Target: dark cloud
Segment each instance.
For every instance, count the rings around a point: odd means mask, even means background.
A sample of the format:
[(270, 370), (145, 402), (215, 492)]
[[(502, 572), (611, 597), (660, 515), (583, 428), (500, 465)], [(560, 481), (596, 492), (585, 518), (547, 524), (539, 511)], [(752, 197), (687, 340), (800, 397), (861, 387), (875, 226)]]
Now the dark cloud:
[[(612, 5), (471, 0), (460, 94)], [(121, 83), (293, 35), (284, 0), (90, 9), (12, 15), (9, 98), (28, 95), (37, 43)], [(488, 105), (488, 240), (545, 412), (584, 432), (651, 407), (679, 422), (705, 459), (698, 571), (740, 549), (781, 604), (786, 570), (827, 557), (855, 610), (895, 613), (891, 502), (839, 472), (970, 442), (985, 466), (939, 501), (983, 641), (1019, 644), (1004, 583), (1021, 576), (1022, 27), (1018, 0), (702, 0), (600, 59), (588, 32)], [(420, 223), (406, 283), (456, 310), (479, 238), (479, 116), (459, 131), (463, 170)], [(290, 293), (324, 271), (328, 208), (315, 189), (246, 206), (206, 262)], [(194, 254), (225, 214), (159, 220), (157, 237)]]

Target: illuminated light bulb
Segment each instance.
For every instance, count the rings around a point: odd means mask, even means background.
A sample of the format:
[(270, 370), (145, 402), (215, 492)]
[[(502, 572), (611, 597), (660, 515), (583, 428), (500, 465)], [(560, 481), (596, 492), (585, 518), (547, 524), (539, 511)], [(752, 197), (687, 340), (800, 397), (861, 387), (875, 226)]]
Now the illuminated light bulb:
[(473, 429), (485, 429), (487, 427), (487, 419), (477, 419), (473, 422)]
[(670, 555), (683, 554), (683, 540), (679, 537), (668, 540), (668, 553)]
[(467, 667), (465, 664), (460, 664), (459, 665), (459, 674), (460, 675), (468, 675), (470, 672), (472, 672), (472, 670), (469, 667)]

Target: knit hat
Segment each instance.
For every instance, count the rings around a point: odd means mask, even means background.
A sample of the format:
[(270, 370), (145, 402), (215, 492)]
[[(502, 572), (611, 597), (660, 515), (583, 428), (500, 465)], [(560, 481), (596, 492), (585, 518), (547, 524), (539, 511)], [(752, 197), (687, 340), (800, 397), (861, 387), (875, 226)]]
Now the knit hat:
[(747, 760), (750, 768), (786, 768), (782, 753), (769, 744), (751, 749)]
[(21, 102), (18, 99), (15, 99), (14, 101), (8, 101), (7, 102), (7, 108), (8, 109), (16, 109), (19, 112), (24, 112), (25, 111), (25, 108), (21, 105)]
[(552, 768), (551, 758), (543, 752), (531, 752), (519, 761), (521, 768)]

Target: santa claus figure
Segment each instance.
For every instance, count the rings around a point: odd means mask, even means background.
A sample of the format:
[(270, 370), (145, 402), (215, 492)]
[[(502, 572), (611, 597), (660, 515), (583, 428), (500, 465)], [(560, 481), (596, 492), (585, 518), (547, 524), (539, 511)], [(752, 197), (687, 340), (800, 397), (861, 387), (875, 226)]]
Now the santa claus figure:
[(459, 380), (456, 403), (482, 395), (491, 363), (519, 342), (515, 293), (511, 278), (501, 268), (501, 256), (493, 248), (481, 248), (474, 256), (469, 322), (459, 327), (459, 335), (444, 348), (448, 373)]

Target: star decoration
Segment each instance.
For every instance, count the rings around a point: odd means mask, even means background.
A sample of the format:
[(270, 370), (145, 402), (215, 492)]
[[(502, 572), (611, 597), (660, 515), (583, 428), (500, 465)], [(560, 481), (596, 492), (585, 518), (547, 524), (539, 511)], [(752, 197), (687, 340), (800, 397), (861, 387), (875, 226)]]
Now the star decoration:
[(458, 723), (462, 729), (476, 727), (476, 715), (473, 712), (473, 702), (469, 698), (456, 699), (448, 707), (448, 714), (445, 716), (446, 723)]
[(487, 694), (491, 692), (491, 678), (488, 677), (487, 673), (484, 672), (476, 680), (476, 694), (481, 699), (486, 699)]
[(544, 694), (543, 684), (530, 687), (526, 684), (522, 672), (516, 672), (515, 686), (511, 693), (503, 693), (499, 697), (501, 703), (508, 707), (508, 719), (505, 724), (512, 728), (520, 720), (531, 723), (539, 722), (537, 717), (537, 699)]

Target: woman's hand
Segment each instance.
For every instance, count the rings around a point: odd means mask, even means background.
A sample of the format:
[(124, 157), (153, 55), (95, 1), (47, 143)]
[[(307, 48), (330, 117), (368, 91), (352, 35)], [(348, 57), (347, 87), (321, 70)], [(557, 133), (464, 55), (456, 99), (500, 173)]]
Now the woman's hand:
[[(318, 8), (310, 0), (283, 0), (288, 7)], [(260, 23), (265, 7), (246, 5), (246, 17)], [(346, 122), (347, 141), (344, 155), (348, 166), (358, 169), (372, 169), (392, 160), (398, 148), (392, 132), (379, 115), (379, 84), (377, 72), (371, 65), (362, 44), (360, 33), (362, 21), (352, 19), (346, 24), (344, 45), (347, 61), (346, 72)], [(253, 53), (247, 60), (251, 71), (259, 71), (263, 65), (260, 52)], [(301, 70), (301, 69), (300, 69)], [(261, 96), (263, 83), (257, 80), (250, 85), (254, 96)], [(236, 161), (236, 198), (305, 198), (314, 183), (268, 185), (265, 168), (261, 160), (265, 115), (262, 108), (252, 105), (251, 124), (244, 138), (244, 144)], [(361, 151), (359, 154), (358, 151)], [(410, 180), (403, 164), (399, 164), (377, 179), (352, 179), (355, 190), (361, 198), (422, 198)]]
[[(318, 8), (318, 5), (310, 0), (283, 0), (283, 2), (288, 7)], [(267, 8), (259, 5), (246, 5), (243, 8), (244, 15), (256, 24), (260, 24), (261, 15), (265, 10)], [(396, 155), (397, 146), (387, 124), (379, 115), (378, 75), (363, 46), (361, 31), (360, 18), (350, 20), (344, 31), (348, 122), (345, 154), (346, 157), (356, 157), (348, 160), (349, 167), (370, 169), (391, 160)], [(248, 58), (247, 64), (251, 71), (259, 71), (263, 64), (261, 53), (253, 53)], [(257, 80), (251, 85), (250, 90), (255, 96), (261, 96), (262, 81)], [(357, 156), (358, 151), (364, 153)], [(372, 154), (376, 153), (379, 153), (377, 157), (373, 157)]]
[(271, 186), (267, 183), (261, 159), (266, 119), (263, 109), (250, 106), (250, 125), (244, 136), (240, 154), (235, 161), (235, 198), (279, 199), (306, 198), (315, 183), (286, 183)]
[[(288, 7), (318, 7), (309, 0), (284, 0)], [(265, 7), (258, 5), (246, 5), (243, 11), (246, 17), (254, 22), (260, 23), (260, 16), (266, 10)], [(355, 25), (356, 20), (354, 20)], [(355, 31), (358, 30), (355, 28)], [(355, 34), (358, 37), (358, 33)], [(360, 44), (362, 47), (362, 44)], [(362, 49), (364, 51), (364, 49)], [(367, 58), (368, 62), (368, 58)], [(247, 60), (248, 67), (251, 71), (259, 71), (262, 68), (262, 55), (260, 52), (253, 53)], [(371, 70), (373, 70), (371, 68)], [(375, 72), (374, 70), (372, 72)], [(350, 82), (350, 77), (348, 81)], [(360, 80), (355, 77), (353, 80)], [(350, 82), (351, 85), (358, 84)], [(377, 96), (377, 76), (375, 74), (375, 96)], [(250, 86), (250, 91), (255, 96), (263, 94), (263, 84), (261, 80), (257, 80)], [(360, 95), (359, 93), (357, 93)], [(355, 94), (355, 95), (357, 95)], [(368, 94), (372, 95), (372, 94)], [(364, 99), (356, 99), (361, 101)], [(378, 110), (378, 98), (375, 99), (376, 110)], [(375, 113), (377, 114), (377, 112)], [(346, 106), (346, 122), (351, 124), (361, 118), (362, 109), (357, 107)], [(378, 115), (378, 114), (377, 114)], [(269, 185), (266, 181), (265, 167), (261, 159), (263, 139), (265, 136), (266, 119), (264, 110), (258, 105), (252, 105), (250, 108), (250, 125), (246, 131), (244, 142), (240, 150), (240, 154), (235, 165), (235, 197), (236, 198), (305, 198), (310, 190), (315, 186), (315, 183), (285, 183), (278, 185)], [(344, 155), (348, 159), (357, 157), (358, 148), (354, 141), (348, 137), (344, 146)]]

§ What the task asks: Take the line above containing "[(124, 157), (153, 55), (95, 1), (47, 143)]", the line containing "99), (500, 173)]]", and all lines in between, and copy them exactly without anything else.

§ Expected output:
[(124, 157), (153, 55), (95, 1), (47, 143)]
[[(307, 48), (330, 117), (368, 91), (352, 35)], [(348, 57), (347, 87), (321, 70)], [(557, 133), (464, 55), (456, 99), (500, 173)]]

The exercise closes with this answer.